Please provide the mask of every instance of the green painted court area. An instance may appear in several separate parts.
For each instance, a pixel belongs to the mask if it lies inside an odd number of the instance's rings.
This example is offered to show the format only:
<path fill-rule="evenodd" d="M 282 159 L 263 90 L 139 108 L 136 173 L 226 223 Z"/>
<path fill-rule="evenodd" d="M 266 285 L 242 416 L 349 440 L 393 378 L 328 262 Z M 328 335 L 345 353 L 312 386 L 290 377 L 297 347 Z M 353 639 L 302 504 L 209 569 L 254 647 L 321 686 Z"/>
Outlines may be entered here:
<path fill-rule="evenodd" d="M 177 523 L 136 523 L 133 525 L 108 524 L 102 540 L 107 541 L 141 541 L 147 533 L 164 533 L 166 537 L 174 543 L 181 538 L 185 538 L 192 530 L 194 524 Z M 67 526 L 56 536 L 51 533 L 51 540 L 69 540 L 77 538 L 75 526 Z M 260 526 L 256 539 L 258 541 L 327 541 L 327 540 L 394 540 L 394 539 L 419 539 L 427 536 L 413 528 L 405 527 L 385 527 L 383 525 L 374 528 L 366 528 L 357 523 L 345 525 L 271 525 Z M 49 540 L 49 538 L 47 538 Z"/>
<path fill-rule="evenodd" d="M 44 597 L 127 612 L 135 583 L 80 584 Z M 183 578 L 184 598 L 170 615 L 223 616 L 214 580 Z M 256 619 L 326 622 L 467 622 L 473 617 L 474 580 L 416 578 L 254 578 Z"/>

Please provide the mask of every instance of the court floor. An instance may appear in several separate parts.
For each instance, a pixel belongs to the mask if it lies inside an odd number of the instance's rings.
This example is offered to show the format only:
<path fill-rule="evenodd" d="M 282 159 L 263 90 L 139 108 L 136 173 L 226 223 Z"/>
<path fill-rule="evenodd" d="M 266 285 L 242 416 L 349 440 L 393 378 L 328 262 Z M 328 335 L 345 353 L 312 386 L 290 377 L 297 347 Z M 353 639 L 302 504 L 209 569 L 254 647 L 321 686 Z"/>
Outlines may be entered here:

__Work instruction__: Find the number of lines above that hold the word "mask", then write that number by itself.

__Solved problem__: 4